=== Activity ===
Omitting the pictures, restate all of the entries below exactly.

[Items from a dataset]
· · ·
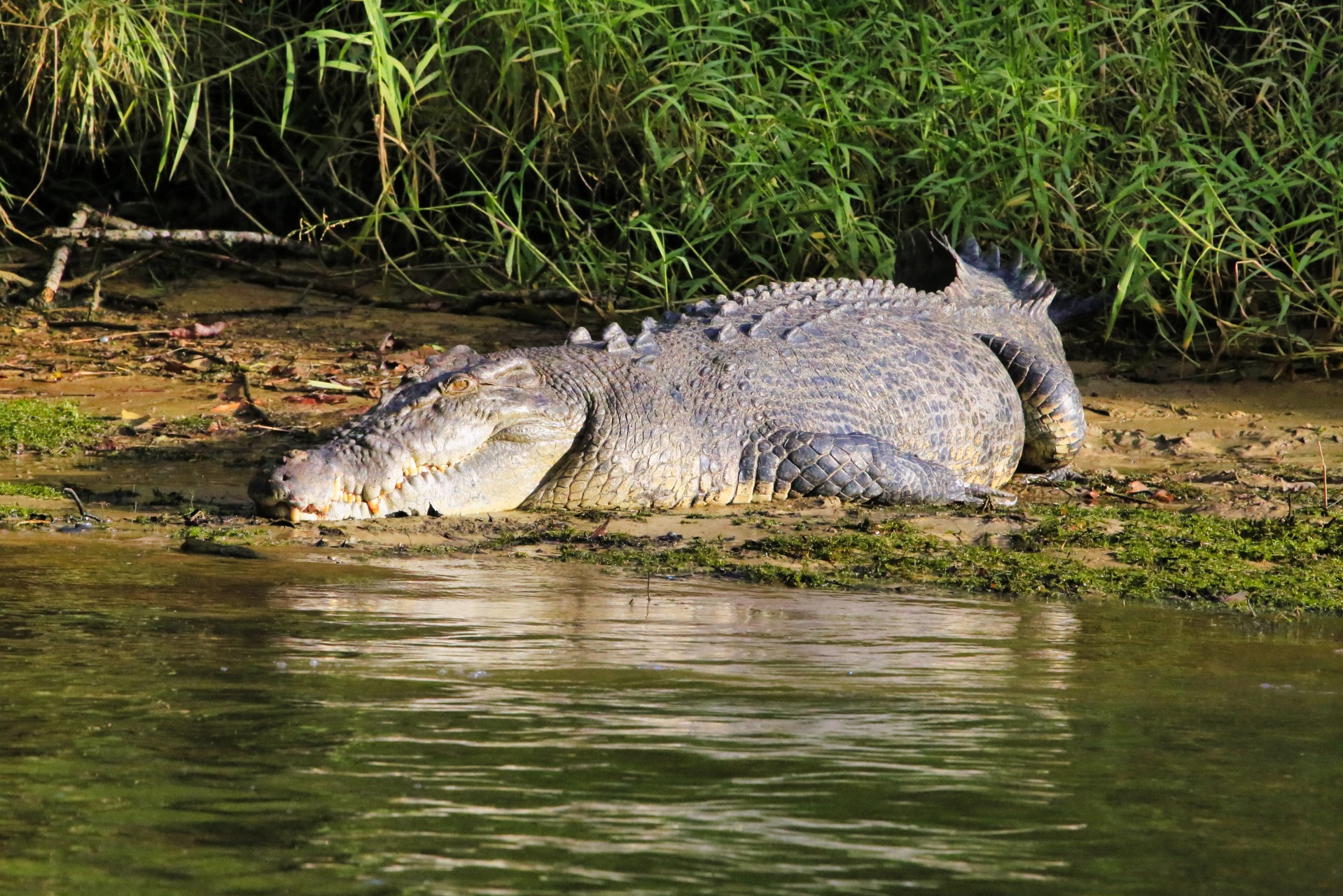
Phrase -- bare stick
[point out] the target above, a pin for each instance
(1325, 475)
(80, 504)
(10, 277)
(151, 235)
(139, 332)
(62, 255)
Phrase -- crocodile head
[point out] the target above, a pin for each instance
(465, 434)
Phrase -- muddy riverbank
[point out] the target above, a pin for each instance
(1204, 491)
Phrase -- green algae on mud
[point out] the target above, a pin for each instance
(32, 425)
(1280, 564)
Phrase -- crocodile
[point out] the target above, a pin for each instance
(931, 387)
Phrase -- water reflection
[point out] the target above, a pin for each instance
(178, 723)
(749, 738)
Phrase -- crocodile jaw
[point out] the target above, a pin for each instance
(497, 476)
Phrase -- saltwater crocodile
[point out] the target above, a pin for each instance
(933, 387)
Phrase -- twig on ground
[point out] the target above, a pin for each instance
(95, 339)
(241, 379)
(266, 309)
(61, 257)
(153, 235)
(74, 324)
(80, 504)
(1325, 475)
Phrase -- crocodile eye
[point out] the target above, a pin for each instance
(458, 384)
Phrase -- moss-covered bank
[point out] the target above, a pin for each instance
(1291, 562)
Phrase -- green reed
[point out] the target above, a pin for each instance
(1182, 156)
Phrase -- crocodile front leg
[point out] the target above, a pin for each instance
(857, 466)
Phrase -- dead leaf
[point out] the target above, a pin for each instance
(199, 331)
(316, 399)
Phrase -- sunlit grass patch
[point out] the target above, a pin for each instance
(29, 491)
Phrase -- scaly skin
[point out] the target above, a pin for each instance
(867, 390)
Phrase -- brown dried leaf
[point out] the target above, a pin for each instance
(199, 331)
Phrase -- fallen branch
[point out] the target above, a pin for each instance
(61, 258)
(152, 235)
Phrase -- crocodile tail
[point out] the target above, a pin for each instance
(973, 276)
(1027, 285)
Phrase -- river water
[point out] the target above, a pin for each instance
(187, 724)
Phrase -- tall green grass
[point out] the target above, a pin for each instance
(1182, 155)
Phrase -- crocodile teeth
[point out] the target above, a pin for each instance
(615, 339)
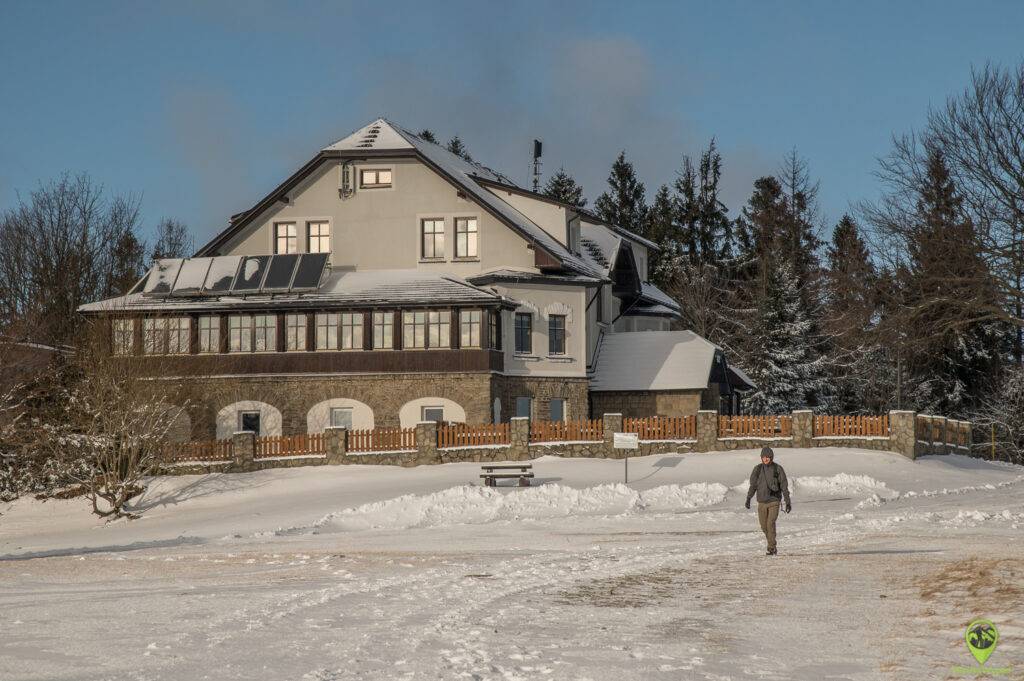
· · ·
=== Solution to this task ===
Phrase -- bare stick
[point out] the target above, a pin for each instance
(1325, 475)
(80, 504)
(10, 277)
(151, 235)
(139, 332)
(62, 255)
Phrase -- crocodile head
[point out] the target above, a pin for each instance
(465, 434)
Phrase -- muddy riverbank
[point out] the target above, a pin for each instance
(1204, 491)
Phrase -- green algae on mud
[point out] the target above, a pin for each instance
(32, 425)
(1280, 564)
Phrase -- crocodile
[point out] the target above, a pin for each instance
(931, 387)
Phrase -- water reflection
[point out] the target above, a pin for each instance
(178, 723)
(749, 738)
Phrase -- crocodile jaw
[point out] the target above, a pin for each instance
(497, 476)
Phrase -- saltwater crocodile
[point out] the target above, a pin for each instance
(933, 387)
Phrase -- twig on ground
[point out] the target above, a pin for each instance
(95, 339)
(241, 379)
(266, 309)
(61, 257)
(153, 235)
(74, 324)
(80, 504)
(1325, 475)
Phrase -- crocodile eye
[point out] the target above, a pin for each instance
(458, 384)
Phrase -- moss-covered bank
[point out] the target above, a pin for each instance
(1291, 562)
Phrase -- green reed
[point out] the target above, a pin for each instance
(1182, 156)
Phrase -- crocodile front leg
[point out] the target above, a pin for each instance
(857, 466)
Phrase -- dead leaf
[point out] the target above, a pin for each instance
(199, 331)
(316, 399)
Phrase -- sunlit grass patch
[point out] the target above, a pin for each instance
(29, 491)
Phrase -- scaly skin
[point out] the target above, a pin for each instance
(867, 390)
Phrase -- brown dried leaf
[point out] the target above, a pin for each instance
(199, 331)
Phrase -- fallen branch
[point out] the target above, a pin for each instance
(61, 258)
(152, 235)
Phrase -- crocodile tail
[point out] the target above, a pin for each instance
(973, 276)
(1027, 285)
Phrase -- river water
[point out] the target above, a pin for each instance
(187, 724)
Phrase -- tall green grass
[point out] the target above, a pin for each instance
(1182, 155)
Phrase -- crocodile teeth
[point out] the target above, a pin for each instance
(615, 339)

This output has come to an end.